### RECORDS FOR THE EXERCISE
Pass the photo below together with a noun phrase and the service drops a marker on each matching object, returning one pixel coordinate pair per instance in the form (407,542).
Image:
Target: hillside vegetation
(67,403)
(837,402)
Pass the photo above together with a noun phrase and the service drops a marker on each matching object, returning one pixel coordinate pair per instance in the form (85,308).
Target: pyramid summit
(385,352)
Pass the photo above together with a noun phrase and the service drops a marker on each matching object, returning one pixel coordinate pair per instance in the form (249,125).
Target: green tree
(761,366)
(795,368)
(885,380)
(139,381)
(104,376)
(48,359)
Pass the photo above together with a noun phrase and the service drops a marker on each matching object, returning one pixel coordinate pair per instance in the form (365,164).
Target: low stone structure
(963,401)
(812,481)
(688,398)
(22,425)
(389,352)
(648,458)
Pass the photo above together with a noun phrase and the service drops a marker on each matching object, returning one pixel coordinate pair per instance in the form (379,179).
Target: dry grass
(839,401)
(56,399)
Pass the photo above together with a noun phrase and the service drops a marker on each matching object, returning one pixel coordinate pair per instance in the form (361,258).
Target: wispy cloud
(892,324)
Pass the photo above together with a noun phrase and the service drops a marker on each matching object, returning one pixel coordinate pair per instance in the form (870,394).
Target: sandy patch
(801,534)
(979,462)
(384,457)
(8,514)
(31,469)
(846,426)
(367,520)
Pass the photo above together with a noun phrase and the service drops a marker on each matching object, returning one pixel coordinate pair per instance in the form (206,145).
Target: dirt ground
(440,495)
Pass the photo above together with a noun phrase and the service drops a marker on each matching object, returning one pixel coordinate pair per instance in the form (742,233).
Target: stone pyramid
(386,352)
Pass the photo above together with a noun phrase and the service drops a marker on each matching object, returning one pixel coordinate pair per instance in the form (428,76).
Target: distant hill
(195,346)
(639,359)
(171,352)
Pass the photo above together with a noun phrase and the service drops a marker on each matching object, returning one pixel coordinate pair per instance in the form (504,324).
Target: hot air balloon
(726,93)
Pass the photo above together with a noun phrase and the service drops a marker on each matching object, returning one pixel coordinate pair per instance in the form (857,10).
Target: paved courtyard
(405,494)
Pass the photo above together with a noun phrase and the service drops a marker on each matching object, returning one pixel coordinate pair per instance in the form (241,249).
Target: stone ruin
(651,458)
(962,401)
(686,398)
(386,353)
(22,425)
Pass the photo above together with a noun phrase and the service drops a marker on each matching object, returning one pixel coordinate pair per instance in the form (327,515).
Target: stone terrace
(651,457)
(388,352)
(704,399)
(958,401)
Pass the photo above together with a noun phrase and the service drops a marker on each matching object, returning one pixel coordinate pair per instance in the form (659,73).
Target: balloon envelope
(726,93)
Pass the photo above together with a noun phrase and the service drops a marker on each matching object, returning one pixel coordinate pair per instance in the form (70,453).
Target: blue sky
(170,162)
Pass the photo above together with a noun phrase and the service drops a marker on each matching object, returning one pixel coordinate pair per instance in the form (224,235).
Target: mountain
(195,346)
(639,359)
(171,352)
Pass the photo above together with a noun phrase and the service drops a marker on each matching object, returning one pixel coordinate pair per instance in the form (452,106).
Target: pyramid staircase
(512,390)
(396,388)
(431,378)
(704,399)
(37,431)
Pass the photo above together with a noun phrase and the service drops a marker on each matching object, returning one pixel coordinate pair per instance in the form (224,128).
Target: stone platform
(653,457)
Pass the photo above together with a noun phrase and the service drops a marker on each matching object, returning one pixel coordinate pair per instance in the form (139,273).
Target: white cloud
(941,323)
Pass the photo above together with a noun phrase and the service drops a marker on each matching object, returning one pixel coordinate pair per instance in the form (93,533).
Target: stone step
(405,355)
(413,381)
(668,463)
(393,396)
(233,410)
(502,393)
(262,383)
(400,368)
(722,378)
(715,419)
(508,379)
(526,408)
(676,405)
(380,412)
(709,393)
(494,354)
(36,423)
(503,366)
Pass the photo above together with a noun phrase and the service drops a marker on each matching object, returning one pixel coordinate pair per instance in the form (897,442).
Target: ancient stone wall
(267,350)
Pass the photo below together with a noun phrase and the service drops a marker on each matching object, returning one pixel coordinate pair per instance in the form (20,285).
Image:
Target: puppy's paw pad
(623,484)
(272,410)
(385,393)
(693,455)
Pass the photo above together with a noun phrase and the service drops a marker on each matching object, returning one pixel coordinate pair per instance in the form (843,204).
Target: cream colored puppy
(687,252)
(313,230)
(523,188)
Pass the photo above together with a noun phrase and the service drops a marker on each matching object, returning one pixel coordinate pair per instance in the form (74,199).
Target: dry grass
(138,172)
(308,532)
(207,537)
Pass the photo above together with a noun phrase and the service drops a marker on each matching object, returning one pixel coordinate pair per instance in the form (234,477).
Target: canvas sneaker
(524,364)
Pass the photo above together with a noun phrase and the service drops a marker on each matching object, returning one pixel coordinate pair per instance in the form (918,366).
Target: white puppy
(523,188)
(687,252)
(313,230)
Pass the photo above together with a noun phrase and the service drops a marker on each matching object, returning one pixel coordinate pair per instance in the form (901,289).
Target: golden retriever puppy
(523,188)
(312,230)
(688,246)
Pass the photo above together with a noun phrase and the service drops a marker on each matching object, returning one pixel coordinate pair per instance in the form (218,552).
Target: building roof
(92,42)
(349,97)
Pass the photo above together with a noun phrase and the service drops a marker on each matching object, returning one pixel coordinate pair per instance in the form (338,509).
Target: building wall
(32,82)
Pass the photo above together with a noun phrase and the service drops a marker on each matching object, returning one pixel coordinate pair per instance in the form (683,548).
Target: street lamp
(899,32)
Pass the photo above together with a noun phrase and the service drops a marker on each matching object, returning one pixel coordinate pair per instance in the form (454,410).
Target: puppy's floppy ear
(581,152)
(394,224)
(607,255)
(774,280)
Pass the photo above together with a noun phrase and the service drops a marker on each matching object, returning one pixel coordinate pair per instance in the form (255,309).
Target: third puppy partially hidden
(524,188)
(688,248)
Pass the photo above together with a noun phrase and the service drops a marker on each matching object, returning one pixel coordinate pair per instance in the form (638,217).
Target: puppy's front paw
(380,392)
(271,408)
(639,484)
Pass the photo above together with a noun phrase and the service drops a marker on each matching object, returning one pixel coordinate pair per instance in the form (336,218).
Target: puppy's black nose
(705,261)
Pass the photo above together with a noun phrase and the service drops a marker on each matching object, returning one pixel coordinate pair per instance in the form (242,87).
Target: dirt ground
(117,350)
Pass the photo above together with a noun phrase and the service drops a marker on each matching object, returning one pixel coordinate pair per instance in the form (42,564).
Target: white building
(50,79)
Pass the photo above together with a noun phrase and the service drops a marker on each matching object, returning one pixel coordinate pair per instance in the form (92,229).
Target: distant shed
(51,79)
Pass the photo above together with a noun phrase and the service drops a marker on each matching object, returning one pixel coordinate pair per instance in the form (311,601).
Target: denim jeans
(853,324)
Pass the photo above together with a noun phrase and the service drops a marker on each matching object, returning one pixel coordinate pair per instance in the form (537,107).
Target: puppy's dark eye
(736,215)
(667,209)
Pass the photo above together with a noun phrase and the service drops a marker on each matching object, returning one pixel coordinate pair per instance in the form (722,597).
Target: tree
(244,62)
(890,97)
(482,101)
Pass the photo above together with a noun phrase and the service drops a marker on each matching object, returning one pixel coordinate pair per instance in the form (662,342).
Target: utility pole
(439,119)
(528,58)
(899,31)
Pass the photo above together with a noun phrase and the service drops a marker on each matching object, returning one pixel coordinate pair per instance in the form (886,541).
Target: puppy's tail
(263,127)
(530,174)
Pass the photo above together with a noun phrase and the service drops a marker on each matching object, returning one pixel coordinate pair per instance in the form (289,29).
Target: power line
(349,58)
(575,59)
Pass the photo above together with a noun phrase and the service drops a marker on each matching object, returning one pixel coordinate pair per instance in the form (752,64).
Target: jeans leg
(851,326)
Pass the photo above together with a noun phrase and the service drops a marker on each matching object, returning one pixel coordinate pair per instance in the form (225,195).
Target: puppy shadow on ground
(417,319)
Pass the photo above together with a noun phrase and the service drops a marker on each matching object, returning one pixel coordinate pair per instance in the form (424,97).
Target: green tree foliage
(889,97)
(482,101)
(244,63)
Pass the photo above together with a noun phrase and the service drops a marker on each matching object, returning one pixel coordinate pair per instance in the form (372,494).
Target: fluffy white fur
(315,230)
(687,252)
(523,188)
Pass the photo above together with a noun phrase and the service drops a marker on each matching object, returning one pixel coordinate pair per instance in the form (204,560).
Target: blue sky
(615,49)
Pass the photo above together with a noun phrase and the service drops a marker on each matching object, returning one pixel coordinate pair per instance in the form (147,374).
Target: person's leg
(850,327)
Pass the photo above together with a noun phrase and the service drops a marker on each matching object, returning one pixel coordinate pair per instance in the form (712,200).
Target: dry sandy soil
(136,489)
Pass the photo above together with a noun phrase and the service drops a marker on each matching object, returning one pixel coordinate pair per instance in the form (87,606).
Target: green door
######
_TASK DETAILS_
Copy out the listing word for word, starting at the line that contains "the form (289,29)." and continuing through the final line of the listing.

_THE RESPONSE_
Pass the photo above together with a noun phrase and the service drops a marker on each matching object, returning one pixel coordinate pair per instance in the form (289,29).
Target: power line
(349,58)
(575,59)
Pass the photo above together with a noun phrase and the service drops a marker on each matching object, returning one pixel coordinate pair per instance in the form (752,64).
Target: jeans leg
(851,326)
Pass the photo above together with a noun phrase and the service drops a marker on each matching object, returning one pixel coordinate pair per instance in the form (225,195).
Target: puppy shadow on ground
(417,319)
Pass the photo above together with a noun phrase and the service drops a marker on each matching object, returning one pixel coordinate pair per instance in the form (424,97).
Target: green tree foliage
(889,97)
(482,101)
(244,63)
Pass the photo above together with a noun phrase and the service drops a marker on each matching object, returning one pixel coordinate pair per instance in the form (372,494).
Target: fluffy white fur
(315,230)
(687,252)
(523,188)
Pass the photo above together with a noun phrase and the service drops a marker on each matching object, returning one pixel coordinate pair per instance in the form (204,560).
Target: blue sky
(615,49)
Pass the photo above together with a noun phrase and the service drops a marker on each matching object, returning one pixel coordinate pair per instance in the form (147,374).
Target: person's leg
(850,327)
Pass the photo above together with a noun phrase and the service drops a marker on each matching object, returning one pixel coordinate pair per instance in the form (712,200).
Target: dry sandy soil
(136,489)
Pass the photo above together with a noun phrase and the service drops a marker on each matching object, returning one pixel coordinate pair per instance in the form (87,606).
Target: green door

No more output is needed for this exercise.